18 films à voir avant de faire votre top (2/5)

Des Garçons de province / La Grande Magie / Pornomelancolia

Tout au long du mois de décembre, nous revenons sur l’année cinématographique écoulée. Ici, nous vous proposons des textes sur des films forts qui seront malheureusement trop oubliés par les différents top : Des Garçons de province de Gaël Lépingle, La Grande Magie de Noémie Lvovsky et Pornomelancolia de Manuel Abramovich.

Des Garçons de province de Gaël Lépingle

© La Traverse

Avec Des Garçons de province, Gaël Lépingle propose ici trois récits amoureux sur des provinciaux homosexuels. Si les histoires s’inscrivent dans des thèmes et finalités assez différents (il y aura « celui qui reste, celui qui part et celui qui passe » comme l’indique le synopsis), toutes sont filmées sous un même régime esthétique : cette idée du regardé et du regardant, de manière à ce que surgisse le spectacle au milieu de la banalité du quotidien. Filmés très souvent en plans larges, un spectacle queer, un rêve passé au négatif et une séance photo rappellent alors le décalage que vivent ces personnages dans leurs décors dévidés.

========

## Travail demandé
Extrayez l'intégralité de l'article sur les films oubliés des tops, à l'identique. Les lignes qui suivent proviennent d'une source distincte.

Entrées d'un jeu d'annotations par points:

========

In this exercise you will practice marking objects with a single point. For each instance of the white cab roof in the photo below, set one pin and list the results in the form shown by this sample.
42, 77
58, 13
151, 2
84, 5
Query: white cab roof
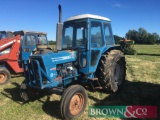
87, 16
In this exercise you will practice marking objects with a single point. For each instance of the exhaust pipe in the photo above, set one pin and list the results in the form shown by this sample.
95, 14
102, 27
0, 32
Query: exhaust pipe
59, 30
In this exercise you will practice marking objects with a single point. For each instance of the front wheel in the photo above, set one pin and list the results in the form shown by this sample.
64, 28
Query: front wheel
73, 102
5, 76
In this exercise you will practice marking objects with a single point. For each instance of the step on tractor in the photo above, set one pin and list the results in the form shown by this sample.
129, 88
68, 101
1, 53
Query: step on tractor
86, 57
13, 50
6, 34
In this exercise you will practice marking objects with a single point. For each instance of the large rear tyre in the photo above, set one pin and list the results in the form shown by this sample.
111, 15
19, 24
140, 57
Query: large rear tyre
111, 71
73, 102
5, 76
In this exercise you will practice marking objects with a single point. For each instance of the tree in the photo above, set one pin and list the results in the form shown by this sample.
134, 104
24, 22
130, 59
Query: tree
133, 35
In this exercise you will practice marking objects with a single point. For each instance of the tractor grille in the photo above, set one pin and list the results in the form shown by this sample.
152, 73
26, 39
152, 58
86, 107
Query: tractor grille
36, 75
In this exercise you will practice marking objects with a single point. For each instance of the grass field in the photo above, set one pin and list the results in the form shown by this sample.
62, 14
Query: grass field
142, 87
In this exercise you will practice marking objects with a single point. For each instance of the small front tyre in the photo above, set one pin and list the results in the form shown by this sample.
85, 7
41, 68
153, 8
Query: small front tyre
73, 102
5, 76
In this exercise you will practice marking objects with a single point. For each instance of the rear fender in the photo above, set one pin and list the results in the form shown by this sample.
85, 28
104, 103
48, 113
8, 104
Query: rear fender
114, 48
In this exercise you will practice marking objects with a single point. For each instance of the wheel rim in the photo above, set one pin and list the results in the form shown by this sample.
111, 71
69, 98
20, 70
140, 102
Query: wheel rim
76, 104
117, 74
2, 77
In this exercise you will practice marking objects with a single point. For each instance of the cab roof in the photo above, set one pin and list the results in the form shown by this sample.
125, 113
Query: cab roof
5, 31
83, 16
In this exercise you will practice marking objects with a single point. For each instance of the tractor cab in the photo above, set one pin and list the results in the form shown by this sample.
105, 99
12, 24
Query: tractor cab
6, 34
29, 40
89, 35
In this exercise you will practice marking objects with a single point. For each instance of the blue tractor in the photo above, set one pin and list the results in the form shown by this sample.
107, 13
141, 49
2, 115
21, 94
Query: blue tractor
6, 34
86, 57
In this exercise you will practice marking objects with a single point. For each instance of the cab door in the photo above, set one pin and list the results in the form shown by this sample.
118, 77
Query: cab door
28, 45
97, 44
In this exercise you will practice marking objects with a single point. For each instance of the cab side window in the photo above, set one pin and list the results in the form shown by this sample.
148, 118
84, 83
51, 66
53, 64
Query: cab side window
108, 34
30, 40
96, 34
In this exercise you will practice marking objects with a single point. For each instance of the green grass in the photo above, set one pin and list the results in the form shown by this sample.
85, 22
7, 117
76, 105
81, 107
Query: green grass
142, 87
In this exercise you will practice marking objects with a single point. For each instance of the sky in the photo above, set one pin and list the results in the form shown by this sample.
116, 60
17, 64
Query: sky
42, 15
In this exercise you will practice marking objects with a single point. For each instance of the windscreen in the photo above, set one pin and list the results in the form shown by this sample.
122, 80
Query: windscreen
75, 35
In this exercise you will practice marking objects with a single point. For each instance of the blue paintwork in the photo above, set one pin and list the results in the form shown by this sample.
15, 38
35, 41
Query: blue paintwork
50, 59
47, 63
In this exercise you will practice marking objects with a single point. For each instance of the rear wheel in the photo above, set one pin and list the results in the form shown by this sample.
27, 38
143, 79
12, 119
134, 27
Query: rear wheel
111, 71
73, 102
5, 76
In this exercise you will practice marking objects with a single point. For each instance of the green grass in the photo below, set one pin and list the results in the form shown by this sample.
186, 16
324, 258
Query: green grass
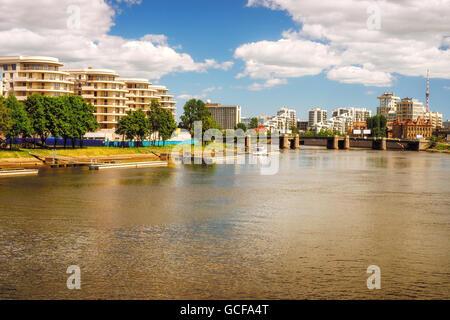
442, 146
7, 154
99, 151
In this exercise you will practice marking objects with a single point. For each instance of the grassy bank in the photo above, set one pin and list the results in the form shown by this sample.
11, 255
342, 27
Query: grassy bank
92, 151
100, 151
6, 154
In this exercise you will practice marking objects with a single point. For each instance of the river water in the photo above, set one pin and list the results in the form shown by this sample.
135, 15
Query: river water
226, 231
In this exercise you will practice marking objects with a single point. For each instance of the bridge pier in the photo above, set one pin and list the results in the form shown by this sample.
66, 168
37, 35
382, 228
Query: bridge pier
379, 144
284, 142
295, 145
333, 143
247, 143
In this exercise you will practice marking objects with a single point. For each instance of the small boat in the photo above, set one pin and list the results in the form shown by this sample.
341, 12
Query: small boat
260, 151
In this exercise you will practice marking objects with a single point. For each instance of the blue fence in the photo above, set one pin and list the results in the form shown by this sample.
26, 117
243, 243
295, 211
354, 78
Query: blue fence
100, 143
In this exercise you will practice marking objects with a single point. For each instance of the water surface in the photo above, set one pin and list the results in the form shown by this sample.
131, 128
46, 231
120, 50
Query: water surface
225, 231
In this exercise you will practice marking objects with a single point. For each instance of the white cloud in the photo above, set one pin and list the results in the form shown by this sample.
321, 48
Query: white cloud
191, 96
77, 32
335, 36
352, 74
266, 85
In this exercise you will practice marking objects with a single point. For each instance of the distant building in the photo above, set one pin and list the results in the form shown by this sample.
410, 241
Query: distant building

========

## Solution détaillée
18 films à voir avant de faire votre top (2/5)

Des Garçons de province / La Grande Magie / Pornomelancolia

Tout au long du mois de décembre, nous revenons sur l’année cinématographique écoulée. Ici, nous vous proposons des textes sur des films forts qui seront malheureusement trop oubliés par les différents top : Des Garçons de province de Gaël Lépingle, La Grande Magie de Noémie Lvovsky et Pornomelancolia de Manuel Abramovich.

Des Garçons de province de Gaël Lépingle

© La Traverse

Avec Des Garçons de province, Gaël Lépingle propose ici trois récits amoureux sur des provinciaux homosexuels. Si les histoires s’inscrivent dans des thèmes et finalités assez différents (il y aura « celui qui reste, celui qui part et celui qui passe » comme l’indique le synopsis), toutes sont filmées sous un même régime esthétique : cette idée du regardé et du regardant, de manière à ce que surgisse le spectacle au milieu de la banalité du quotidien. Filmés très souvent en plans larges, un spectacle queer, un rêve passé au négatif et une séance photo rappellent alors le décalage que vivent ces personnages dans leurs décors dévidés.